EXERCISE GOAL ▸
Reproduce the blog post on smart and dumb self-preservation below word for word, in full.

SOURCE DOCUMENT ▸
Tuesday 12 July 2011

The age of Me, Myself and I

People has always been selfish. In fact, self-preservation is our most primary motivation to whatever we do. It helped us prevail in battle against nature, and we sort of came out as winners. The problem is, there are two types of self-preservation - smart, and dumb.

Smart self-preservation is, well, smart, because in this case the entity in question tries to preserve itself in a way that is feasible in the long run. For example, take mushrooms. Just plain wild forest mushrooms. They are symbiotic organisms, meaning that when they attach to, say, a tree, they don't kill it. They don't eat up all the resources the tree has. Instead, they take some and give something back. Almost all the plants on earth are symbiotic in a sense that they, while certainly consuming oxygen and producing CO2, on the other hand use sunlight to consume CO2 and produce far more oxygen than they consume in their normal breathing process.

In other words, nature, for the most part, is symbiotic. It preserves itself. All the elements are interdependent, and, more importantly, serve a common goal of smart, long-term self-preservation. Even when an animal, or a tree, or whatever else dies, it becomes food for other surroundings. Everything is recycled, everything is highly sustainable and efficient.

In case of dumb self-preservation, however, the entity in question behaves more like parasite. It enjoys itself while it lasts, grabbing everything it can and can't handle, and is not concerned about long-term benefits, putting short-sighted parasitic self-preservation ahead of everything else. What is self-preservation in the short term becomes self-destruction in long-term, because killing your own habitat, your source of life force is not the smartest thing to do.

And no, this isn't another environmentalist rant, i hate environmentalists no less than politicians. This isn't about environment. This is about us. People.

ENTRIES SUPPLIED ▸
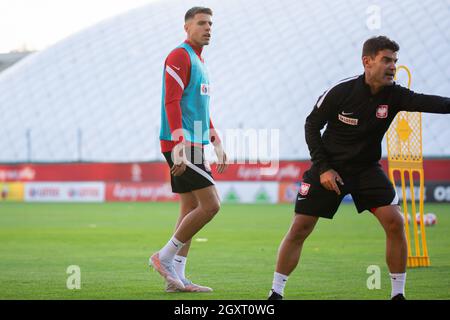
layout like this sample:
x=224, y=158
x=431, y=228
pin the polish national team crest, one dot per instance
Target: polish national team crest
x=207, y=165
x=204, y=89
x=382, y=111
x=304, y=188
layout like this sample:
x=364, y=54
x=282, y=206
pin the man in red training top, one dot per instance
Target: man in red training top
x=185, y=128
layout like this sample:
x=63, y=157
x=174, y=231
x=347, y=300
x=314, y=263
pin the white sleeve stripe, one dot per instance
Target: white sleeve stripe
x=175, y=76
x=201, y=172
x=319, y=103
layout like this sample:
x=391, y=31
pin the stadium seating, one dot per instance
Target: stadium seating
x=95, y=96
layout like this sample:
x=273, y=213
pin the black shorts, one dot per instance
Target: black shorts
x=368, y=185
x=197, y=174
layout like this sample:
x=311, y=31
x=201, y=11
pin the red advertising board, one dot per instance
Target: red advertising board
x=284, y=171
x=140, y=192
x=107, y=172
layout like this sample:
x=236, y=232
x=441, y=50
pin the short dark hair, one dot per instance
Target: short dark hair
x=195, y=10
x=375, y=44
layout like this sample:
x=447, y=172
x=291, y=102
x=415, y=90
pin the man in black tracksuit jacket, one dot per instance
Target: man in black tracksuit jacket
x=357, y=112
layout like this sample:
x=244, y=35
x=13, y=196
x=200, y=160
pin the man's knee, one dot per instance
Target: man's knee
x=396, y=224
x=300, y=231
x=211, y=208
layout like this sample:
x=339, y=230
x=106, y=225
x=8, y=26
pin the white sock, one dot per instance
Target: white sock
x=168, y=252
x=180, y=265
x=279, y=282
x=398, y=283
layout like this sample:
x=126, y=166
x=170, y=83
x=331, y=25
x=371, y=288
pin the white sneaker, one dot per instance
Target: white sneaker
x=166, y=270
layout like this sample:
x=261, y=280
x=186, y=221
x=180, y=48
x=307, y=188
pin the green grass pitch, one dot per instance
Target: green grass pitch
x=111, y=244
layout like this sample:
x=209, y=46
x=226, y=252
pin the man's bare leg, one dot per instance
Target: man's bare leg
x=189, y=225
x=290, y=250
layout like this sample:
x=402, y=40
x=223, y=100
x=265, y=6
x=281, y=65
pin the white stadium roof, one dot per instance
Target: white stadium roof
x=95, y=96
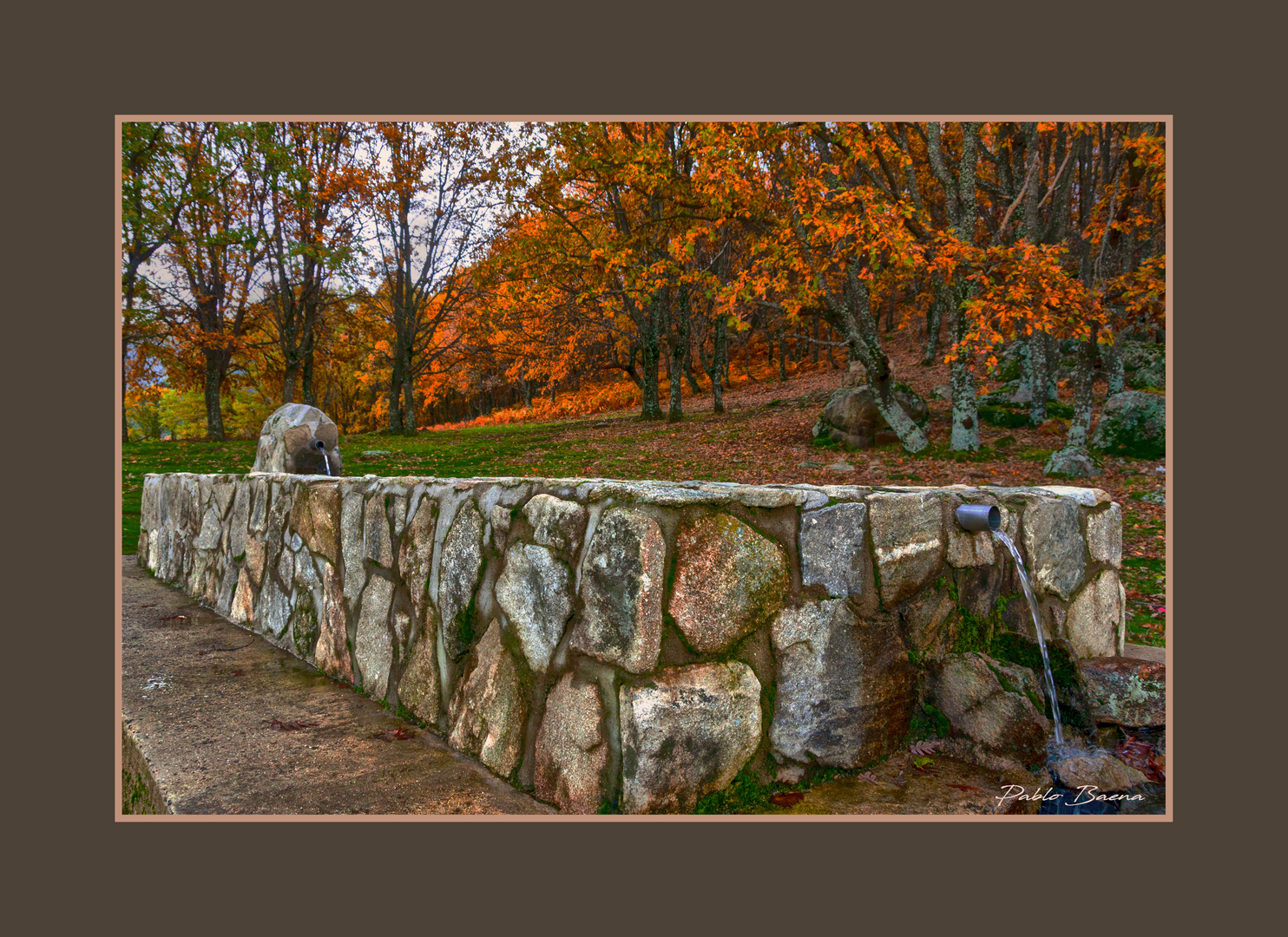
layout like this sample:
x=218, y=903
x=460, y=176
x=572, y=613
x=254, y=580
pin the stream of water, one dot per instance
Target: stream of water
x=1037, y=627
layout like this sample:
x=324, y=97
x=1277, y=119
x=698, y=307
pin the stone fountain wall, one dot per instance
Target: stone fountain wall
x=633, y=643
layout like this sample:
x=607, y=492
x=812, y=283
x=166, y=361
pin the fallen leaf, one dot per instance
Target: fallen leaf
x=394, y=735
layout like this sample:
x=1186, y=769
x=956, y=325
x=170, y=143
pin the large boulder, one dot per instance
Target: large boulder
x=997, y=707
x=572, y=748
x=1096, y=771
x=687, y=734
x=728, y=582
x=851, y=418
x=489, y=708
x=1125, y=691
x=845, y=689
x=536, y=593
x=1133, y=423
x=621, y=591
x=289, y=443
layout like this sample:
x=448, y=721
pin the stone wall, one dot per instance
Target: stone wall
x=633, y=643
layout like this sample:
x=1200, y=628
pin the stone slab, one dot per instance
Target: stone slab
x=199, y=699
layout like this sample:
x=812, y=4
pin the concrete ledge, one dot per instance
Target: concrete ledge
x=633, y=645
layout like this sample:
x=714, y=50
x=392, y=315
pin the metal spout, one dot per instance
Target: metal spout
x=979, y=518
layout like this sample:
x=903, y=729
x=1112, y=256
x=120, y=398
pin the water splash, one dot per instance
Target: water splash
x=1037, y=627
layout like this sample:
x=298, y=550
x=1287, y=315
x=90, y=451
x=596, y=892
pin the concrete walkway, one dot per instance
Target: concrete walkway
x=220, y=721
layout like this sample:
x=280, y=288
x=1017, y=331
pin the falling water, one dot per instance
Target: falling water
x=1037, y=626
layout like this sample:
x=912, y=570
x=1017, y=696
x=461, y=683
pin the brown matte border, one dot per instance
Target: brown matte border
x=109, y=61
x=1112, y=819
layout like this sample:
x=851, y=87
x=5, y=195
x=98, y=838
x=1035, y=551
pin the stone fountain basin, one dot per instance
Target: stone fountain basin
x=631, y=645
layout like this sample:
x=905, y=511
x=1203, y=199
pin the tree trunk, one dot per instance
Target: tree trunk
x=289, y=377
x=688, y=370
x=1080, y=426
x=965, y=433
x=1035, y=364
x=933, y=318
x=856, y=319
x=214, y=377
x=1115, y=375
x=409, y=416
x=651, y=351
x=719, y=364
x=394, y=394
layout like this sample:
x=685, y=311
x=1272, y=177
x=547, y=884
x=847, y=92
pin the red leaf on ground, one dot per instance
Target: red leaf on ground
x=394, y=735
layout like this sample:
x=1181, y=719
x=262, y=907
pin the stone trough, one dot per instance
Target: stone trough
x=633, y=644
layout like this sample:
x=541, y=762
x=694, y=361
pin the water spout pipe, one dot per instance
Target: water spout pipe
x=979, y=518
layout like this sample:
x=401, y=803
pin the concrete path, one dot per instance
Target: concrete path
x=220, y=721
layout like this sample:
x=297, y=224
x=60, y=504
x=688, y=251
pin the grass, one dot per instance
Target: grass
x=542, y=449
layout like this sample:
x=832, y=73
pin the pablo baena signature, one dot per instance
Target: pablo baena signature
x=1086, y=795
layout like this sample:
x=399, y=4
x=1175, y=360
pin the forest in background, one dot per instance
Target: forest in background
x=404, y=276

TASK OUTPUT ▸
Tuesday 12 July 2011

The age of Me, Myself and I

People has always been selfish. In fact, self-preservation is our most primary motivation to whatever we do. It helped us prevail in battle against nature, and we sort of came out as winners. The problem is, there are two types of self-preservation - smart, and dumb.

Smart self-preservation is, well, smart, because in this case the entity in question tries to preserve itself in a way that is feasible in the long run. For example, take mushrooms. Just plain wild forest mushrooms. They are symbiotic organisms, meaning that when they attach to, say, a tree, they don't kill it. They don't eat up all the resources the tree has. Instead, they take some and give something back. Almost all the plants on earth are symbiotic in a sense that they, while certainly consuming oxygen and producing CO2, on the other hand use sunlight to consume CO2 and produce far more oxygen than they consume in their normal breathing process.

In other words, nature, for the most part, is symbiotic. It preserves itself. All the elements are interdependent, and, more importantly, serve a common goal of smart, long-term self-preservation. Even when an animal, or a tree, or whatever else dies, it becomes food for other surroundings. Everything is recycled, everything is highly sustainable and efficient.

In case of dumb self-preservation, however, the entity in question behaves more like parasite. It enjoys itself while it lasts, grabbing everything it can and can't handle, and is not concerned about long-term benefits, putting short-sighted parasitic self-preservation ahead of everything else. What is self-preservation in the short term becomes self-destruction in long-term, because killing your own habitat, your source of life force is not the smartest thing to do.

And no, this isn't another environmentalist rant, i hate environmentalists no less than politicians. This isn't about environment. This is about us. People.